## Exercise
The reply should hold every record, copied exactly.

## Exercise materials
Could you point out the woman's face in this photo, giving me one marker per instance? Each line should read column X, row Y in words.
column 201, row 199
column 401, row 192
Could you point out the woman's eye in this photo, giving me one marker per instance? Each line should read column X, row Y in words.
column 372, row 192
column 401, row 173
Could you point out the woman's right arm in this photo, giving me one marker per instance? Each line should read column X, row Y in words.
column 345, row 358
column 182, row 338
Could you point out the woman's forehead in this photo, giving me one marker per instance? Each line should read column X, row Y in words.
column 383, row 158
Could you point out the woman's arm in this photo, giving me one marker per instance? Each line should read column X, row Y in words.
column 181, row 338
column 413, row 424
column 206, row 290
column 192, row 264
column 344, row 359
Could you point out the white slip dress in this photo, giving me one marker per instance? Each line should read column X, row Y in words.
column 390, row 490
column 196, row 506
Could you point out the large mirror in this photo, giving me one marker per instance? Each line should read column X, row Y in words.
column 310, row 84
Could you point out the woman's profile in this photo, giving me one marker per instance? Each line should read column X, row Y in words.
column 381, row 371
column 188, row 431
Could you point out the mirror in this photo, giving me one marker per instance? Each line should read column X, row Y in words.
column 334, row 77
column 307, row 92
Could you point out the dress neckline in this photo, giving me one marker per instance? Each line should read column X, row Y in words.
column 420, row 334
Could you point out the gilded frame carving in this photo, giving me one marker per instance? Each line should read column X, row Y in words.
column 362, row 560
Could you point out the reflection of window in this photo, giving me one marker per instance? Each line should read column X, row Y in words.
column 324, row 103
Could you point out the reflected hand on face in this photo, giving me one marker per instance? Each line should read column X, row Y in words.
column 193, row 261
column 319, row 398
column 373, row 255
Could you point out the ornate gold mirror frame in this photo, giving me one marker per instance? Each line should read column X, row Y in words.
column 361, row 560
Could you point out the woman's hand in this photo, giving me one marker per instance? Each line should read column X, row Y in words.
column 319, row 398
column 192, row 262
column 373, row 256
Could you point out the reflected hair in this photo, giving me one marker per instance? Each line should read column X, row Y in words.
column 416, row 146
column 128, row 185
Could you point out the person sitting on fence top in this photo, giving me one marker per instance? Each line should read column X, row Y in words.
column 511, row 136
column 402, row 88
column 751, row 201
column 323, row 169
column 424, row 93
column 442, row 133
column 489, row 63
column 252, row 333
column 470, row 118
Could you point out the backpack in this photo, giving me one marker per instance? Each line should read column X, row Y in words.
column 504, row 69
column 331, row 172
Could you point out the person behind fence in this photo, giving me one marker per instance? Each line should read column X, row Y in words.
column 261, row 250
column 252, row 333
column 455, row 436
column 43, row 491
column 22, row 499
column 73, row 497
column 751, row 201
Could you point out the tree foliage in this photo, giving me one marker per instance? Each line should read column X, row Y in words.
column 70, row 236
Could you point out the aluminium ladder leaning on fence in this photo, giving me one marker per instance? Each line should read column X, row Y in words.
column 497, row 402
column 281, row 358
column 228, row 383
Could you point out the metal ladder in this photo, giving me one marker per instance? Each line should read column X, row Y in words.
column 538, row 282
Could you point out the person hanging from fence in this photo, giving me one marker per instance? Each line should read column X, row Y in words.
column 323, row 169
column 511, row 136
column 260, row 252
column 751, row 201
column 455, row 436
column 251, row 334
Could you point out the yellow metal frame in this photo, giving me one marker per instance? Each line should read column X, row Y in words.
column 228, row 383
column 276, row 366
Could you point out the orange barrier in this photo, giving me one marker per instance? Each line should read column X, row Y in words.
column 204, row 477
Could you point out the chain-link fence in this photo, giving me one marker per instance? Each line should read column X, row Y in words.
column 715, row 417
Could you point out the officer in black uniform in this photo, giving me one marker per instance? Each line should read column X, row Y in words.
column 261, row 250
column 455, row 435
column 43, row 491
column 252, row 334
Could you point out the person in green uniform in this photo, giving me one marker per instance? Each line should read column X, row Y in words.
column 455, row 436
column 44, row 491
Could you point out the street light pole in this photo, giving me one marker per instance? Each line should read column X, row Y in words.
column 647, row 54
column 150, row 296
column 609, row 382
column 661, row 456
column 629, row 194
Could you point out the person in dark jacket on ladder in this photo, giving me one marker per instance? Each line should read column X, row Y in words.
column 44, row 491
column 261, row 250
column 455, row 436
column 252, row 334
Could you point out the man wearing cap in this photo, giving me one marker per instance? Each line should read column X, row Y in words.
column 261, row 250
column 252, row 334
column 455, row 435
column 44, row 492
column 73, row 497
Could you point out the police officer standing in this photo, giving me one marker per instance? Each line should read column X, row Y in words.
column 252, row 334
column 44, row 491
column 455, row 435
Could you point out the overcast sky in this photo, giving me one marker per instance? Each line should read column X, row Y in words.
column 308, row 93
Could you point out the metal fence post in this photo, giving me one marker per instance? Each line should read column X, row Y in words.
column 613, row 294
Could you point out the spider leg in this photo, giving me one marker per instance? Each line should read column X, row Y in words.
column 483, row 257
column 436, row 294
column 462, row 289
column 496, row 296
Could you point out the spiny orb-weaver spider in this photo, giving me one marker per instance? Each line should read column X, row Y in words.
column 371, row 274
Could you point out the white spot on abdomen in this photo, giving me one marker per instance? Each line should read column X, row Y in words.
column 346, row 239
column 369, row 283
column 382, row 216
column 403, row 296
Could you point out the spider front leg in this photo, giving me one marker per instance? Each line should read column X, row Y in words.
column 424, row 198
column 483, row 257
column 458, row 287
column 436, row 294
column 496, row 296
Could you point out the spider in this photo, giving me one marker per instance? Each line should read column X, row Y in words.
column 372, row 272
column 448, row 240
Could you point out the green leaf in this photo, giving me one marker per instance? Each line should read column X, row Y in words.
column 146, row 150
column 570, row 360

## Answer box
Could you point out the woman's face in this photo, giving me one marker per instance? Each line should read column X, row Y in words.
column 201, row 199
column 401, row 192
Could you point out the woman's eye in this photo, giving me one marker per instance? Each line should read column X, row Y in words.
column 372, row 192
column 401, row 173
Could you point out the woman's right arm in this photo, giving me one marker per instance? Each line should read column X, row Y in words.
column 345, row 358
column 182, row 338
Could you point out the woman's forehead in this photo, giving me one marker per instance? Each line should read column X, row Y in words.
column 383, row 158
Could you point out the woman's arm in this photo, giving me one marker per instance? Each line should read column X, row Y in words.
column 181, row 338
column 413, row 424
column 206, row 290
column 192, row 264
column 344, row 359
Could you point out the white slip dress in this photo, giving me one marker per instance? Each line should read column X, row Y in words.
column 390, row 490
column 196, row 506
Could you point out the large mirror in this photo, giving me one marker per instance? Each line should read column X, row Y in words.
column 310, row 84
Could you point out the woman's profile in this photo, giving me one marker per instance? Each line should read column X, row Y in words.
column 381, row 371
column 188, row 431
Could you point out the mirror in this photo, giving me one marker per instance? Each line should read column X, row Y in words.
column 334, row 77
column 307, row 92
Could you point out the dress neckline in this photo, giving me one marker per instance? Each line should read column X, row Y in words.
column 420, row 334
Could you point out the gilded frame carving in this photo, giving me one marker per instance? Each line should read column X, row Y in words.
column 362, row 560
Could you point out the reflection of window in this photo, giving me one marker per instance? Each line should read column X, row Y in words.
column 324, row 103
Could you point out the reflected hand on face in this photo, giving me one marker per instance? Each line should read column X, row Y in words.
column 193, row 261
column 319, row 398
column 373, row 255
Could you point out the ornate gold mirror frame in this photo, giving me one marker per instance? Each line should read column X, row Y in words.
column 361, row 560
Could you point out the woman's hand in this photo, giving me one marker per instance? Each line should read column X, row Y in words.
column 319, row 398
column 192, row 262
column 373, row 256
Could you point out the reflected hair in this photo, giving me one marker per instance? Each line should read column X, row Y in words.
column 416, row 146
column 128, row 185
Could you point out the person sitting on fence top in this photo, giving me one marker per instance? Each line should read column X, row Y in words.
column 511, row 136
column 402, row 88
column 751, row 201
column 323, row 169
column 424, row 93
column 442, row 133
column 489, row 63
column 252, row 333
column 470, row 118
Could you point out the backpack in this photo, giving me one marker per instance? Each line should read column X, row Y in words.
column 504, row 69
column 331, row 172
Could you point out the person behind fence in this photo, giving me one marker per instance? Each line should read column X, row Y in words.
column 261, row 250
column 252, row 333
column 455, row 436
column 43, row 491
column 22, row 499
column 73, row 497
column 751, row 201
Could you point out the tree foliage in this photo, giving me one marker per instance? Each line should read column X, row Y in words.
column 70, row 236
Could you point out the aluminium ladder leaning on fence in this photo, giving me one marker per instance? Each line should read column X, row Y in words.
column 497, row 402
column 281, row 358
column 228, row 383
Could you point out the metal ladder in this photo, giving me one marker per instance? Each line should read column X, row Y in words.
column 538, row 282
Could you point out the person hanging from fence in this photo, giving me one marker per instance? Each line should read column X, row Y in words.
column 323, row 169
column 511, row 136
column 260, row 252
column 751, row 201
column 455, row 436
column 251, row 334
Could you point out the yellow metal frame in this photo, giving me one marker per instance? Each line should read column X, row Y in words.
column 228, row 383
column 276, row 366
Could you point out the orange barrier in this photo, giving me one marker per instance? Each line should read column X, row Y in words.
column 204, row 477
Could you point out the chain-link fence in this photo, giving me one marker per instance? Each line should read column X, row Y in words.
column 715, row 417
Could you point out the officer in black uniform in this photo, giving me one marker per instance? Each line should read column X, row Y in words.
column 261, row 250
column 455, row 435
column 43, row 491
column 252, row 334
Could you point out the person in green uniform in this photo, giving me one marker per instance? Each line should read column X, row Y in words.
column 455, row 436
column 44, row 491
Could you point out the street light pole in this photo, giving me one marker per instance? Each line should read column X, row Y in words.
column 647, row 54
column 150, row 296
column 609, row 382
column 661, row 456
column 629, row 194
Could you point out the person in dark jacket on ladder in this photo, giving me one marker per instance? Each line should read column X, row Y in words.
column 44, row 491
column 261, row 250
column 455, row 436
column 252, row 334
Could you point out the man wearing cap in this photo, giving me one marker per instance? Each line should read column X, row Y in words.
column 261, row 250
column 252, row 334
column 455, row 435
column 44, row 492
column 73, row 497
Could you point out the police officer standing in this photo, giving me one marker per instance? Each line should read column X, row Y in words.
column 252, row 334
column 44, row 491
column 455, row 435
Could you point out the overcast sky in this photo, giving me one marker per instance? Each line should read column X, row Y in words.
column 308, row 93
Could you point out the metal fence post in this photo, giving me one marker per instance? Each line should read column X, row Y in words.
column 613, row 294
Could you point out the spider leg in this photo, giving me one marker per instance? Each line should read column X, row Y in words.
column 483, row 257
column 436, row 294
column 462, row 289
column 496, row 296
Could you point out the spiny orb-weaver spider in this photo, giving me one marker per instance? Each line should read column X, row Y in words.
column 371, row 274
Could you point out the white spot on abdomen in this photo, giving me one marker per instance? Each line should read column X, row Y in words.
column 346, row 239
column 369, row 283
column 382, row 216
column 403, row 296
Could you point out the spider front leg in this photo, giving me one marker per instance? Each line should read column X, row Y in words.
column 424, row 198
column 483, row 257
column 458, row 287
column 436, row 294
column 496, row 296
Could you point out the spider in this photo, giving me one marker per instance? Each line should read column X, row Y in words.
column 372, row 272
column 448, row 240
Could you point out the green leaf in this photo, giving me one marker per instance? Each line should read column X, row Y in words.
column 146, row 150
column 570, row 360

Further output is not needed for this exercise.